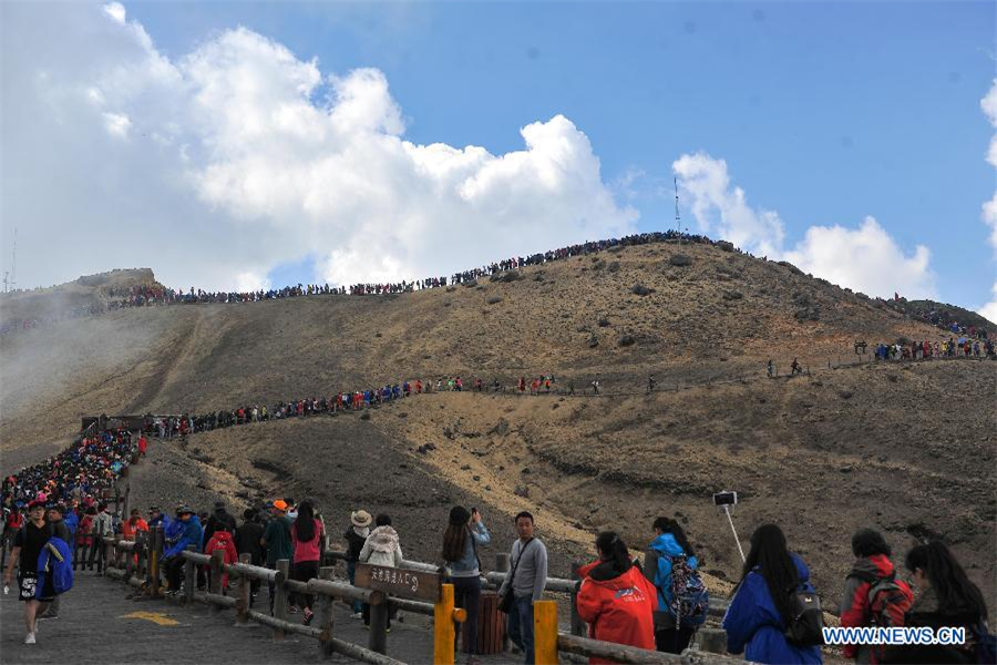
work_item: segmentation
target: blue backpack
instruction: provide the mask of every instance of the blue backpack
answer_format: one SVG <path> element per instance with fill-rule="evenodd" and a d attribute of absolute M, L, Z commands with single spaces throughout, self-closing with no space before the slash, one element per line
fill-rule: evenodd
<path fill-rule="evenodd" d="M 706 623 L 710 594 L 699 573 L 689 565 L 687 556 L 671 557 L 670 591 L 667 611 L 675 618 L 677 627 L 696 630 Z"/>
<path fill-rule="evenodd" d="M 59 536 L 50 538 L 38 556 L 38 597 L 45 587 L 45 575 L 52 576 L 52 589 L 56 595 L 73 587 L 73 553 Z"/>
<path fill-rule="evenodd" d="M 976 642 L 976 662 L 997 663 L 997 636 L 990 633 L 987 622 L 980 620 L 969 631 Z"/>

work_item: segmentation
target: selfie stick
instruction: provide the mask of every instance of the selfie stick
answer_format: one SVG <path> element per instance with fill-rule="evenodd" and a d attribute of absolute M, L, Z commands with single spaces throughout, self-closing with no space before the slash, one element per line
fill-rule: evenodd
<path fill-rule="evenodd" d="M 727 513 L 727 521 L 730 522 L 730 530 L 734 534 L 734 542 L 738 543 L 738 552 L 741 553 L 741 561 L 744 562 L 747 561 L 747 559 L 744 559 L 744 549 L 741 548 L 741 539 L 738 538 L 738 530 L 733 528 L 733 520 L 730 516 L 730 505 L 724 505 L 723 512 Z"/>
#####
Copy every line of the rows above word for word, but leave out the pictures.

work_item: segmentation
target: blue backpack
instruction: provide the mask of every instance of the blue backpack
answer_format: one SVG <path> element per instance with fill-rule="evenodd" and a d attribute of absolute M, L, Z commands with single spaces throughout, self-closing with no space before the slash, one element per line
fill-rule: evenodd
<path fill-rule="evenodd" d="M 706 623 L 710 594 L 699 573 L 689 565 L 687 556 L 671 557 L 670 591 L 667 611 L 675 618 L 677 627 L 696 630 Z"/>
<path fill-rule="evenodd" d="M 59 536 L 50 538 L 38 556 L 38 597 L 45 587 L 45 575 L 52 576 L 52 589 L 56 595 L 73 587 L 73 553 Z"/>
<path fill-rule="evenodd" d="M 976 642 L 976 662 L 997 663 L 997 636 L 990 633 L 987 622 L 980 620 L 969 631 Z"/>

work_item: segmentation
target: selfie stick
instruction: provide the mask of every instance of the selfie stick
answer_format: one SVG <path> element per instance with fill-rule="evenodd" and a d attribute of absolute M, L, Z commands with single spaces throughout, self-closing with no space before the slash, one element per line
fill-rule: evenodd
<path fill-rule="evenodd" d="M 727 513 L 727 521 L 730 522 L 730 530 L 734 534 L 734 542 L 738 543 L 738 552 L 741 553 L 741 561 L 744 562 L 747 561 L 747 559 L 744 559 L 744 549 L 741 548 L 741 539 L 738 538 L 738 530 L 733 528 L 733 520 L 730 516 L 730 505 L 724 505 L 723 512 Z"/>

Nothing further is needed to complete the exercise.